Passage:
West v. West

403 P.2d 22 | Utah | 1965

16 Utah 2d 411 (1965)
403 P.2d 22

RULON R. WEST, PLAINTIFF AND APPELLANT,
v.
TERRY R. WEST AND FLORA E. WEST, DEFENDANTS AND RESPONDENTS.

No. 10251.

Supreme Court of Utah.

June 15, 1965.

Fabian & Clendenin, Bryce E. Roe, Salt Lake City, for appellant.

Mabey, Ronnow, Madsen & Marsden, Christian Ronnow, Salt Lake City, for respondents.

CROCKETT, Justice.

Plaintiff Rulon R. West appeals this case for the second time,[1] seeking to reverse a judgment against him awarding his son Terry 40%, and his wife Flora 20%, of the assets of a family partnership by which they owned and operated El Rancho Motel at Murray, Utah amounting to $114,820.75. Defendants Terry and Flora cross-appeal from part of the judgment ordering that several advancements to the partnership by the plaintiff, totaling $29,645.39, after a certain date, be regarded as loans to the partnership and repaid in full to the plaintiff.

The pivotal problem in this case is whether the father, Rulon R. West, in initiating the family enterprise and investing money in the motel referred to, made gifts to his said wife and son in the proportionate shares mentioned above. The first appeal was from a summary judgment in which the trial court so ruled based principally upon documentary evidence. In that decision we indicated that upon a consideration of such evidence in the light of the circumstances shown there was sufficient uncertainty as to the intent of the parties that the plaintiff should be afforded a trial and opportunity to present evidence. Accordingly the cause was remanded for that purpose. Pursuant to that remand and trial of the issues the judgment appealed from was entered.

Material provided:
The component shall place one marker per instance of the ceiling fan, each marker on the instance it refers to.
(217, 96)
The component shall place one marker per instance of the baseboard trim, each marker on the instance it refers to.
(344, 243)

Given task 1:
In the West v. West opinion, which motel did the family partnership own and operate?
Given task 2:
Reproduce word for word the stretch of the West v. West opinion from "TERRY R. WEST" through "City, for appellant.".

Correct answer 1:
The partnership owned and operated El Rancho Motel at Murray, Utah.

Correct answer 2:
TERRY R. WEST AND FLORA E. WEST, DEFENDANTS AND RESPONDENTS.

No. 10251.

Supreme Court of Utah.

June 15, 1965.

Fabian & Clendenin, Bryce E. Roe, Salt Lake City, for appellant.